══ Available data ══

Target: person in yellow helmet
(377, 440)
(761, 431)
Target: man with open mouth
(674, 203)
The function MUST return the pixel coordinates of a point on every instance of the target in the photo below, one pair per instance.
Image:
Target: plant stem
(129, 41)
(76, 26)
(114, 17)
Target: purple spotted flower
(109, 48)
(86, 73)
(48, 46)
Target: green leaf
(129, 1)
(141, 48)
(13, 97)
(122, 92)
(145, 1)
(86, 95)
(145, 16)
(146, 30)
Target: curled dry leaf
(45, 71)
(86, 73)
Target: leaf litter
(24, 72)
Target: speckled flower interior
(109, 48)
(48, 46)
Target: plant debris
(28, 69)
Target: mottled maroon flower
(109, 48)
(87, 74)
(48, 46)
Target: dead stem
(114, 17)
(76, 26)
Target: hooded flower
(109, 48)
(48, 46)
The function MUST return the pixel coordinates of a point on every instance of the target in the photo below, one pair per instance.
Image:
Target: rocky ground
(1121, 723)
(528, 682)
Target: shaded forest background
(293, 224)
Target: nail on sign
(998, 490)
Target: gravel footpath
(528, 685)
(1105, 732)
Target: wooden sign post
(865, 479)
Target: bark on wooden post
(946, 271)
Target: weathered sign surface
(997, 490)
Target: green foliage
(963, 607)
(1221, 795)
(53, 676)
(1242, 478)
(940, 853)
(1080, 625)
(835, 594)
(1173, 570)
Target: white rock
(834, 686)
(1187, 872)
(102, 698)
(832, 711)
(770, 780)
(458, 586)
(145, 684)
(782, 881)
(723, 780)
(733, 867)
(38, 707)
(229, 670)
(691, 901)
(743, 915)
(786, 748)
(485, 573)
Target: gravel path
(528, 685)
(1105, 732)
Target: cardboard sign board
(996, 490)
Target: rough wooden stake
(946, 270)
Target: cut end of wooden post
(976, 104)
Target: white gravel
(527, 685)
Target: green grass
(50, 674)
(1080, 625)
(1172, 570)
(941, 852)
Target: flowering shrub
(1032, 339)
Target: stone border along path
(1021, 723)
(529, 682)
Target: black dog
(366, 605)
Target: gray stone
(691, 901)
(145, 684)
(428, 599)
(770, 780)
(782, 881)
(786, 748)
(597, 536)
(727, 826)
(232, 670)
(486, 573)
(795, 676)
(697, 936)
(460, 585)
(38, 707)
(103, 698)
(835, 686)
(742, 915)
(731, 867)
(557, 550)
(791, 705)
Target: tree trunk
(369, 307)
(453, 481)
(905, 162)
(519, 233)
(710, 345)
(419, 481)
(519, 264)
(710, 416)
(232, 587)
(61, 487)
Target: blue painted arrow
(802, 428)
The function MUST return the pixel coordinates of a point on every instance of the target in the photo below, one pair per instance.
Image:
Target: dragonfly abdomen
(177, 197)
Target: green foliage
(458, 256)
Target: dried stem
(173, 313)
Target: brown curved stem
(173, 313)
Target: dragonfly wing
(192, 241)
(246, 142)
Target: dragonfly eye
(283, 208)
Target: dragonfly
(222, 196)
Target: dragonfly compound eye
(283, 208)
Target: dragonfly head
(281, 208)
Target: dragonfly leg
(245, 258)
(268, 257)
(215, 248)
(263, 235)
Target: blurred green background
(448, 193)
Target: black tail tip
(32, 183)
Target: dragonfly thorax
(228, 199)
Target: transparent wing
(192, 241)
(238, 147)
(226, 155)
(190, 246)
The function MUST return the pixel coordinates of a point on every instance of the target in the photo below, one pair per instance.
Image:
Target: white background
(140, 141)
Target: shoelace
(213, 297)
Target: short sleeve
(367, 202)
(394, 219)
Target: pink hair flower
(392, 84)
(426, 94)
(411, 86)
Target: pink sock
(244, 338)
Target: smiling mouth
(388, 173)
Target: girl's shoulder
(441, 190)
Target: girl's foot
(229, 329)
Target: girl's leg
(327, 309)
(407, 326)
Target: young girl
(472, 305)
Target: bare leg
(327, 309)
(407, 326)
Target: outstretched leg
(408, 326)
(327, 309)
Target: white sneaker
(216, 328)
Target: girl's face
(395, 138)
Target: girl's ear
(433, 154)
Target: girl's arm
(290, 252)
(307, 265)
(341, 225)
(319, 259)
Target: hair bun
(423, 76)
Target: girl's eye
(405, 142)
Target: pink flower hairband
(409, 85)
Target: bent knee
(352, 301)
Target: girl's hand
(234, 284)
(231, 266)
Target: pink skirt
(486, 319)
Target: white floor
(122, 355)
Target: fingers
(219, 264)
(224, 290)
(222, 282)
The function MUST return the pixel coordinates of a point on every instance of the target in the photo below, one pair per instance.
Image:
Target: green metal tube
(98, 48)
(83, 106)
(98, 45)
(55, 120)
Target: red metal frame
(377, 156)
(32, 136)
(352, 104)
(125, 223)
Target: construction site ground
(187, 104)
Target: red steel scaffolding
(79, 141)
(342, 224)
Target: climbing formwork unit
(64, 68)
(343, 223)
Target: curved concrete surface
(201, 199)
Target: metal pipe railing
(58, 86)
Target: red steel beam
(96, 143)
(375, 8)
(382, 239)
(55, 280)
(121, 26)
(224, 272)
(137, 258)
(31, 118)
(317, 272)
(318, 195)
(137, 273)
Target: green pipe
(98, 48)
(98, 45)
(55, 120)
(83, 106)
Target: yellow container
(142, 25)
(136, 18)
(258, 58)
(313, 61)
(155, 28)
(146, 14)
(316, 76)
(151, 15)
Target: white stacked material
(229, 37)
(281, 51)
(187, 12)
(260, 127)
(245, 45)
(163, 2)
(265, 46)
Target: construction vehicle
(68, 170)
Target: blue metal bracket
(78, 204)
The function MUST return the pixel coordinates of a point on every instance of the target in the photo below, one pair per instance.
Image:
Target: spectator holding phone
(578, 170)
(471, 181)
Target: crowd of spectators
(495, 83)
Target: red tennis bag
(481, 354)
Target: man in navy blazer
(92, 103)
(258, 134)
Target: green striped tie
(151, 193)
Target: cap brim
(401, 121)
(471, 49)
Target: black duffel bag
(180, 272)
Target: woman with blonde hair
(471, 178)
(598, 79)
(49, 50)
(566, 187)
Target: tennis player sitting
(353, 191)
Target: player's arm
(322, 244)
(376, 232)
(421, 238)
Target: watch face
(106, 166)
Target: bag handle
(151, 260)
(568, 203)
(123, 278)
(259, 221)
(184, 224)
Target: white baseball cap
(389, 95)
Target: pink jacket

═══

**To do**
All of the records above are to be repeated exactly.

**Your response**
Target: person in yellow helmet
(377, 440)
(761, 431)
Target: man with open mouth
(674, 203)
The function MUST return the pixel coordinates of a point on every instance of the target in the photo below, one pair per instance.
Image:
Target: plant stem
(129, 41)
(76, 26)
(114, 17)
Target: purple spotted flower
(109, 48)
(86, 73)
(48, 46)
Target: green leaf
(129, 1)
(141, 48)
(13, 97)
(122, 92)
(145, 1)
(86, 95)
(145, 16)
(146, 30)
Target: curled dry leaf
(45, 71)
(86, 73)
Target: leaf litter
(24, 72)
Target: speckled flower interior
(109, 48)
(48, 46)
Target: plant debris
(28, 69)
Target: mottled maroon flower
(109, 48)
(87, 74)
(48, 46)
Target: dead stem
(114, 17)
(76, 26)
Target: hooded flower
(109, 48)
(48, 46)
The function MUST return the pixel coordinates of a point on every instance of the target in the photo below, one pair per instance.
Image:
Target: rocky ground
(1121, 723)
(528, 682)
Target: shaded forest background
(293, 224)
Target: nail on sign
(998, 490)
Target: gravel footpath
(528, 685)
(1105, 732)
Target: wooden sign post
(865, 479)
Target: bark on wooden post
(946, 271)
Target: weathered sign surface
(997, 490)
Target: green foliage
(963, 607)
(1221, 795)
(53, 676)
(1242, 478)
(940, 853)
(1080, 625)
(835, 594)
(1173, 570)
Target: white rock
(834, 686)
(1187, 872)
(102, 698)
(832, 711)
(770, 780)
(458, 586)
(145, 684)
(782, 881)
(723, 780)
(733, 867)
(38, 707)
(229, 670)
(691, 901)
(743, 915)
(786, 748)
(485, 573)
Target: gravel path
(528, 685)
(1105, 732)
Target: cardboard sign board
(996, 490)
Target: rough wooden stake
(946, 270)
Target: cut end of wooden post
(976, 104)
Target: white gravel
(527, 685)
Target: green grass
(50, 674)
(1080, 625)
(1172, 570)
(941, 852)
Target: flowering shrub
(1032, 339)
Target: stone border along path
(1021, 723)
(529, 682)
Target: black dog
(366, 605)
Target: gray stone
(691, 901)
(145, 684)
(428, 599)
(770, 780)
(782, 881)
(786, 748)
(597, 536)
(727, 826)
(232, 670)
(486, 573)
(795, 676)
(697, 936)
(460, 585)
(38, 707)
(103, 698)
(835, 686)
(742, 915)
(731, 867)
(557, 550)
(791, 705)
Target: tree trunk
(369, 307)
(453, 481)
(905, 162)
(519, 233)
(710, 345)
(419, 481)
(519, 264)
(710, 416)
(232, 587)
(61, 487)
Target: blue painted arrow
(802, 428)
The function MUST return the pixel coordinates of a point on every instance of the target in the photo below, one pair per instance.
Image:
Target: dragonfly abdomen
(177, 197)
Target: green foliage
(458, 256)
Target: dried stem
(173, 313)
Target: brown curved stem
(173, 313)
Target: dragonfly wing
(192, 241)
(246, 142)
Target: dragonfly eye
(283, 208)
Target: dragonfly
(222, 196)
Target: dragonfly compound eye
(283, 208)
Target: dragonfly head
(281, 208)
Target: dragonfly leg
(245, 258)
(268, 257)
(215, 248)
(263, 235)
Target: blurred green background
(448, 193)
Target: black tail tip
(32, 183)
Target: dragonfly thorax
(228, 199)
Target: transparent wing
(192, 241)
(238, 147)
(226, 155)
(190, 246)
The function MUST return the pixel coordinates of a point on every instance of the target in the photo below, one pair per instance.
Image:
Target: white background
(140, 141)
Target: shoelace
(213, 297)
Target: short sleeve
(367, 202)
(394, 219)
Target: pink hair flower
(392, 84)
(426, 94)
(411, 86)
Target: pink sock
(244, 338)
Target: smiling mouth
(388, 173)
Target: girl's shoulder
(441, 190)
Target: girl's foot
(229, 329)
Target: girl's leg
(327, 309)
(407, 326)
Target: young girl
(472, 305)
Target: bare leg
(327, 309)
(407, 326)
Target: outstretched leg
(408, 326)
(327, 309)
Target: white sneaker
(216, 328)
Target: girl's face
(395, 138)
Target: girl's ear
(433, 154)
Target: girl's arm
(290, 252)
(307, 265)
(341, 225)
(319, 259)
Target: hair bun
(423, 76)
Target: girl's eye
(405, 142)
Target: pink flower hairband
(409, 85)
Target: bent knee
(352, 301)
Target: girl's hand
(234, 284)
(231, 266)
Target: pink skirt
(486, 319)
Target: white floor
(122, 355)
Target: fingers
(219, 264)
(224, 290)
(222, 282)
The function MUST return the pixel coordinates of a point on every instance of the target in the photo below, one pair per instance.
Image:
Target: green metal tube
(98, 48)
(83, 106)
(98, 45)
(55, 120)
Target: red metal frame
(377, 156)
(32, 136)
(352, 104)
(125, 223)
Target: construction site ground
(187, 104)
Target: red steel scaffolding
(79, 141)
(342, 224)
Target: climbing formwork unit
(64, 68)
(343, 223)
Target: curved concrete surface
(201, 199)
Target: metal pipe railing
(58, 86)
Target: red steel beam
(96, 143)
(375, 8)
(382, 239)
(55, 280)
(121, 26)
(224, 272)
(137, 258)
(31, 118)
(317, 272)
(318, 195)
(137, 273)
Target: green pipe
(98, 48)
(98, 45)
(55, 120)
(83, 106)
Target: yellow container
(142, 25)
(136, 18)
(258, 58)
(313, 61)
(155, 28)
(146, 14)
(316, 76)
(151, 15)
Target: white stacked material
(229, 37)
(281, 51)
(187, 12)
(260, 127)
(245, 45)
(163, 2)
(265, 46)
Target: construction vehicle
(68, 170)
Target: blue metal bracket
(78, 204)
The function MUST return the pixel coordinates of a point on every instance of the target in the photo below, one pair per instance.
Image:
Target: spectator holding phone
(578, 170)
(471, 181)
Target: crowd of spectators
(495, 83)
Target: red tennis bag
(481, 354)
Target: man in navy blazer
(92, 103)
(258, 134)
Target: green striped tie
(151, 193)
Target: cap brim
(401, 121)
(471, 49)
Target: black duffel bag
(180, 272)
Target: woman with blonde hair
(471, 178)
(598, 79)
(49, 50)
(566, 187)
Target: tennis player sitting
(353, 191)
Target: player's arm
(322, 244)
(376, 232)
(421, 238)
Target: watch face
(106, 166)
Target: bag handle
(151, 260)
(568, 203)
(123, 278)
(259, 221)
(184, 224)
Target: white baseball cap
(389, 95)
Target: pink jacket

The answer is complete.